Task description: Reproduce only the lines that run from the line with "Target: blurred background" to the last line of the material, both ends included, exactly as they appear.

▶

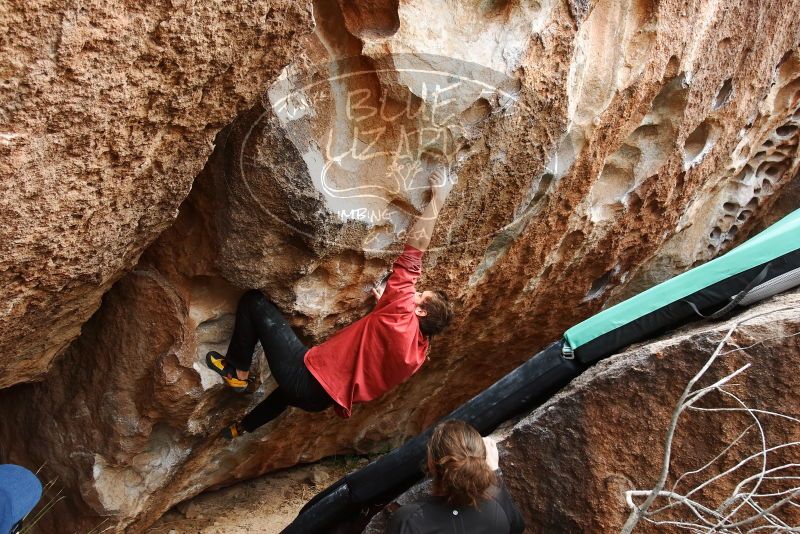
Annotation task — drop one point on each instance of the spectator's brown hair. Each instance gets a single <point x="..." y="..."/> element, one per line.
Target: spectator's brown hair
<point x="457" y="464"/>
<point x="439" y="314"/>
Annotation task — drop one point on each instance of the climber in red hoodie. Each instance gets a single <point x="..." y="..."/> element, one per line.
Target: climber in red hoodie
<point x="357" y="364"/>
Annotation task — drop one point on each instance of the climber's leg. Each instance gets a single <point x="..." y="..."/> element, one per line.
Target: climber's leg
<point x="296" y="387"/>
<point x="264" y="412"/>
<point x="247" y="329"/>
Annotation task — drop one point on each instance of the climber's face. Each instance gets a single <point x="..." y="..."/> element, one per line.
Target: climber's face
<point x="419" y="299"/>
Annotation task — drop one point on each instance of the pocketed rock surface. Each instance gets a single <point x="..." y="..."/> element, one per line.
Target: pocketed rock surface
<point x="599" y="147"/>
<point x="569" y="462"/>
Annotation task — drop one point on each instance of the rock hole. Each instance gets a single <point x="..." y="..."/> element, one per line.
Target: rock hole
<point x="375" y="19"/>
<point x="698" y="143"/>
<point x="745" y="175"/>
<point x="724" y="94"/>
<point x="477" y="112"/>
<point x="544" y="185"/>
<point x="599" y="285"/>
<point x="774" y="171"/>
<point x="672" y="67"/>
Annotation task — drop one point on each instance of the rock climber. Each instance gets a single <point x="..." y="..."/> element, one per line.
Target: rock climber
<point x="467" y="491"/>
<point x="357" y="364"/>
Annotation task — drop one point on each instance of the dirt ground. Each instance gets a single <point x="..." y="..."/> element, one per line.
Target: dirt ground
<point x="263" y="505"/>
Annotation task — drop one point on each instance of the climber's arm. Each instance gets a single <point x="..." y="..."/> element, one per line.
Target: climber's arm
<point x="419" y="235"/>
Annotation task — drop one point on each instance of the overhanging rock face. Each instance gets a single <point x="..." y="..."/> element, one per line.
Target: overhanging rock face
<point x="109" y="112"/>
<point x="569" y="463"/>
<point x="616" y="144"/>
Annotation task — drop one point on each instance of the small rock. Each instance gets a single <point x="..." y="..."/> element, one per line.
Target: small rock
<point x="319" y="475"/>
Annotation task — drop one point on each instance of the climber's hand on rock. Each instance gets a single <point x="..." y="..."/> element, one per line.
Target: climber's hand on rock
<point x="492" y="456"/>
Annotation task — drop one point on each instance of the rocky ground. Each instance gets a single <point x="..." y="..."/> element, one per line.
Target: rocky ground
<point x="159" y="159"/>
<point x="264" y="505"/>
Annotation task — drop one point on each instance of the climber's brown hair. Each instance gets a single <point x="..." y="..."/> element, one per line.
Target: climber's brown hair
<point x="438" y="315"/>
<point x="457" y="464"/>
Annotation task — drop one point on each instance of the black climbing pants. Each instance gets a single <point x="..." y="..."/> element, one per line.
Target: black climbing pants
<point x="257" y="319"/>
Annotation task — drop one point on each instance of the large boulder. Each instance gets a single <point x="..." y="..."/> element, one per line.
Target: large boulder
<point x="570" y="462"/>
<point x="109" y="112"/>
<point x="601" y="126"/>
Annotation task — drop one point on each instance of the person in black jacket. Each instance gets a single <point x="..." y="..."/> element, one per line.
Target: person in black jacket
<point x="468" y="495"/>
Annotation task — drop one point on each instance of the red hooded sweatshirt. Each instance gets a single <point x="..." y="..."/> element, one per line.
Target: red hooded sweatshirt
<point x="379" y="351"/>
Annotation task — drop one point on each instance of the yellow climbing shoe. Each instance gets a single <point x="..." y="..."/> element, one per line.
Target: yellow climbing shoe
<point x="216" y="362"/>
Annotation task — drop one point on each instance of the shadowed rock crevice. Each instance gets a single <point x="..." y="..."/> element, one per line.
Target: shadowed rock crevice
<point x="569" y="158"/>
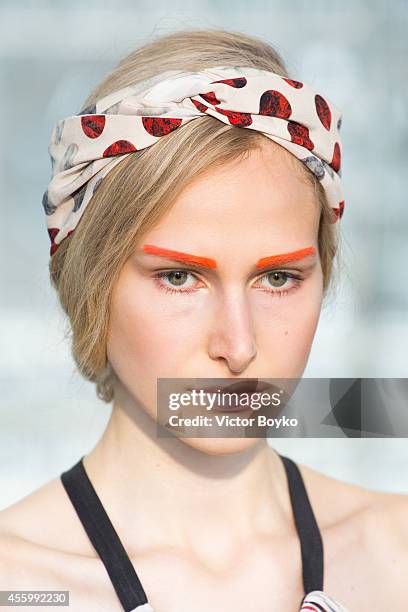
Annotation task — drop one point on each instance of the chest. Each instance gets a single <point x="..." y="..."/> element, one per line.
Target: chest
<point x="174" y="583"/>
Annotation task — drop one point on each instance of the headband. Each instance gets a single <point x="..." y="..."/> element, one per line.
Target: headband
<point x="85" y="147"/>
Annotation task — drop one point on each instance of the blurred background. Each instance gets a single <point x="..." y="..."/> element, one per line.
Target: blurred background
<point x="52" y="53"/>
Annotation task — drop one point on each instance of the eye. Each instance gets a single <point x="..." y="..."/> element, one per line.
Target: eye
<point x="177" y="281"/>
<point x="279" y="282"/>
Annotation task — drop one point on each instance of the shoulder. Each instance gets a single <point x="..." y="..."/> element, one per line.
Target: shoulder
<point x="38" y="534"/>
<point x="365" y="534"/>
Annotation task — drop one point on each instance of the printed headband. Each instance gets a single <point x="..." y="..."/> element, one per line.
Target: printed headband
<point x="85" y="147"/>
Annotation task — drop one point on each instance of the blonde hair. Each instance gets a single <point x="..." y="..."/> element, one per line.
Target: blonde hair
<point x="140" y="189"/>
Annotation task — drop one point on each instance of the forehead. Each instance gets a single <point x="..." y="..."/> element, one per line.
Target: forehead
<point x="263" y="196"/>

◀

Answer to the problem:
Target: blurred background
<point x="52" y="53"/>
Annotation task — drop one point on each instance of the eye. Each instance gets a single <point x="..." y="..."/> element, one per line.
Target: eye
<point x="177" y="281"/>
<point x="279" y="282"/>
Annotation task — drop one point on each instance of the shoulder. Each instance gets a single <point x="..." y="..."/> element, one per line.
Target: shoulder
<point x="38" y="534"/>
<point x="365" y="534"/>
Annotation task — drop one point on each instance of the printed headband. Each instance gets a single <point x="..." y="..."/> element, one per line.
Target: printed headband
<point x="85" y="147"/>
Annotation task — drop one point on each instance of the blonde hair. Each instance gets a single <point x="..." y="..."/> element, one per line.
Target: blonde hair
<point x="140" y="189"/>
Annotation task — drop one point on each instance of the forehead. Each instance gets a single <point x="..." y="..."/> element, one per line.
Target: forehead
<point x="263" y="196"/>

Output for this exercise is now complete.